Description of the task: Can you express every line of the entries below as a numbered list, with blank lines and the pictures left out?

Point annotation dataset records:
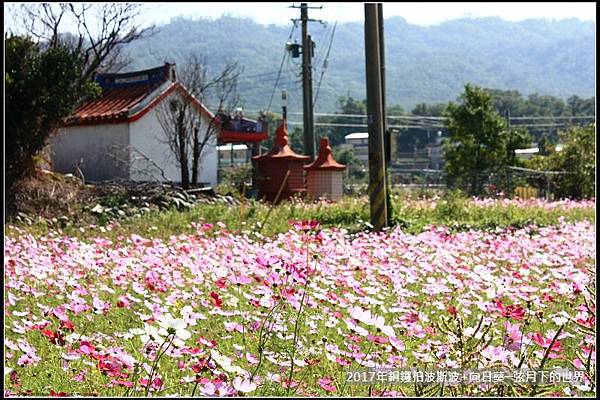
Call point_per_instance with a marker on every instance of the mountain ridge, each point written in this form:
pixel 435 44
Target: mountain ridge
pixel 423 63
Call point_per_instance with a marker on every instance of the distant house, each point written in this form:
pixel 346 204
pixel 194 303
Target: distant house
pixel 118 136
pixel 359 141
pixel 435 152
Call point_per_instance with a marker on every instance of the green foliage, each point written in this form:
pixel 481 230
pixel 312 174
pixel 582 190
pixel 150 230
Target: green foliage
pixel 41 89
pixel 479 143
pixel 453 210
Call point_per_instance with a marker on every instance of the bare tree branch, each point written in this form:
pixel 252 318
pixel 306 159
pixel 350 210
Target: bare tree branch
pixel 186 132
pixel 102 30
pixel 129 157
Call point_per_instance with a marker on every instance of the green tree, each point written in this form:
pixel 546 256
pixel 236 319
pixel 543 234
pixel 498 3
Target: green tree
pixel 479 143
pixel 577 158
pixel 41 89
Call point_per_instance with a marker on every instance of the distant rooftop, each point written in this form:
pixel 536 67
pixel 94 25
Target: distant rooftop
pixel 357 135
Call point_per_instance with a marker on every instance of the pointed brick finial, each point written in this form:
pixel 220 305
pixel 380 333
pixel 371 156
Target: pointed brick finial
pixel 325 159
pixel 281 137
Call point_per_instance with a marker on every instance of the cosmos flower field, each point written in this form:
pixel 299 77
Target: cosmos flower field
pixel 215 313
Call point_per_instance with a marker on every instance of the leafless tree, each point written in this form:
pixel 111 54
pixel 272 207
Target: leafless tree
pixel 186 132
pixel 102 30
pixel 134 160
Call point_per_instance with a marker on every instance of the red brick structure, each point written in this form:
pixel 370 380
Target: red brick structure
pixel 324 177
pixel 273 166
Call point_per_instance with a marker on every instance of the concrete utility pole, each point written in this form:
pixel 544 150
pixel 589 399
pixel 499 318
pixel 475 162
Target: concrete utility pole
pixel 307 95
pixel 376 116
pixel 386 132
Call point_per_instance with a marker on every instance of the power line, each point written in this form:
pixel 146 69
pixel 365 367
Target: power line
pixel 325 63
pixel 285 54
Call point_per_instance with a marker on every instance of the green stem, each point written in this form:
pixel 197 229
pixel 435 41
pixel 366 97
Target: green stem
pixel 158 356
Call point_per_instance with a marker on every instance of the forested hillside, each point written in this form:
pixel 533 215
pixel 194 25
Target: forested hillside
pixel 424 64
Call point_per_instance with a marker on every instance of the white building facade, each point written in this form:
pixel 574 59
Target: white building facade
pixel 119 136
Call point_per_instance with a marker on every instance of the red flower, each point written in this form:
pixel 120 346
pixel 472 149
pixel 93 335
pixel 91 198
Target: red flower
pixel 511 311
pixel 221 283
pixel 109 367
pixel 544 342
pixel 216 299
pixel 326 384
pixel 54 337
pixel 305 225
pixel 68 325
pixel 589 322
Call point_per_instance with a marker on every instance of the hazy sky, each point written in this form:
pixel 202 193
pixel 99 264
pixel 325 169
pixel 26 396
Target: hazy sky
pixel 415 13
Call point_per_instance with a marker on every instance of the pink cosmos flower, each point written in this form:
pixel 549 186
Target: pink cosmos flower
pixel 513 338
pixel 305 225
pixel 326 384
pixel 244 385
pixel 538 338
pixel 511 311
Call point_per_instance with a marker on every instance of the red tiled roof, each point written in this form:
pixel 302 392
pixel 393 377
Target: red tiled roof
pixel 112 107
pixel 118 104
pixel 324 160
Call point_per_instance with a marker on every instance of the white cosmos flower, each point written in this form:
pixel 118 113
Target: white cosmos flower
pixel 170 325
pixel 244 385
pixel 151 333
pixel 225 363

Task output:
1. Call point_per_instance with a marker on every instance of the mountain ridge, each point written in this form:
2. pixel 435 44
3. Target: mountain ridge
4. pixel 423 63
5. Call point_per_instance with a marker on every instance of the distant house, each point written in this form:
6. pixel 346 204
7. pixel 194 303
8. Target: distant house
9. pixel 118 136
10. pixel 359 141
11. pixel 435 152
12. Call point_per_instance with a marker on every instance of the green foliage, each point written in this form:
13. pixel 481 230
14. pixel 312 174
15. pixel 582 190
16. pixel 150 230
17. Target: green foliage
18. pixel 41 89
19. pixel 479 143
20. pixel 453 210
21. Call point_per_instance with a marker on every instance of the bare tree branch, each point written in this form:
22. pixel 252 318
23. pixel 306 159
24. pixel 350 210
25. Target: bare tree branch
26. pixel 186 132
27. pixel 102 30
28. pixel 129 157
29. Call point_per_instance with a marker on every instance of the green tree, each point written in this form:
30. pixel 546 256
31. pixel 236 319
32. pixel 543 234
33. pixel 498 3
34. Target: green tree
35. pixel 479 143
36. pixel 577 158
37. pixel 41 89
38. Call point_per_instance with a marker on every instance of the distant rooftop, each point written in this form:
39. pixel 536 67
40. pixel 94 25
41. Target: distant rooftop
42. pixel 357 135
43. Call point_per_instance with a marker on every instance of the pointed brick finial, each point written in this form:
44. pixel 220 305
45. pixel 380 333
46. pixel 371 156
47. Target: pointed brick finial
48. pixel 325 159
49. pixel 281 137
50. Call point_per_instance with a marker on every instance of the cosmos flower field, each point written in this form:
51. pixel 299 77
52. Target: cosmos flower field
53. pixel 215 313
54. Call point_per_instance with a marker on every instance of the leafless tree, each point written in this form:
55. pixel 111 54
56. pixel 272 207
57. Target: leafless tree
58. pixel 186 132
59. pixel 102 30
60. pixel 134 160
61. Call point_per_instance with a marker on every instance of the red brick structure, each point written in this form:
62. pixel 370 380
63. Target: red brick structure
64. pixel 324 177
65. pixel 273 166
66. Call point_per_instance with a marker on every instance of the concrete utility pole, each point written in this form:
67. pixel 544 150
68. pixel 589 399
69. pixel 499 318
70. pixel 475 162
71. Target: concrete utility pole
72. pixel 307 95
73. pixel 376 116
74. pixel 386 132
75. Call point_per_instance with a marker on every instance of the power line, each point written in this form:
76. pixel 146 69
77. pixel 365 367
78. Target: power line
79. pixel 325 63
80. pixel 285 54
81. Call point_per_instance with a marker on every instance of the green stem, each point written in this form:
82. pixel 197 229
83. pixel 435 41
84. pixel 366 97
85. Target: green stem
86. pixel 158 356
87. Call point_per_instance with a marker on every instance of the forested hillside, each point written in this form:
88. pixel 533 215
89. pixel 194 25
90. Target: forested hillside
91. pixel 424 64
92. Call point_per_instance with a marker on every instance of the white building facade, each point written in this form:
93. pixel 574 59
94. Target: white building facade
95. pixel 119 136
96. Call point_per_instance with a marker on every instance of the red flower, each point written in this form:
97. pixel 120 346
98. pixel 472 149
99. pixel 93 335
100. pixel 91 198
101. Target: red flower
102. pixel 511 311
103. pixel 221 283
104. pixel 109 367
105. pixel 544 342
106. pixel 216 299
107. pixel 326 384
108. pixel 54 337
109. pixel 305 225
110. pixel 68 325
111. pixel 589 322
112. Call point_per_instance with a marker on every instance of the hazy sky, each point written in this form:
113. pixel 202 193
114. pixel 99 264
115. pixel 325 169
116. pixel 26 396
117. Target: hazy sky
118. pixel 415 13
119. Call point_per_instance with a marker on every instance of the pink cosmos flower, each point written in this form:
120. pixel 549 186
121. Target: pink cosmos flower
122. pixel 513 338
123. pixel 305 225
124. pixel 326 384
125. pixel 244 385
126. pixel 538 338
127. pixel 511 311
128. Call point_per_instance with a marker on every instance of the red tiled roof, each point written in this form:
129. pixel 302 392
130. pixel 393 377
131. Target: red tiled roof
132. pixel 112 107
133. pixel 118 104
134. pixel 324 160
135. Call point_per_instance with a marker on every instance of the white cosmos flower, each point written in this form:
136. pixel 118 113
137. Target: white cosmos flower
138. pixel 170 325
139. pixel 244 385
140. pixel 151 333
141. pixel 225 363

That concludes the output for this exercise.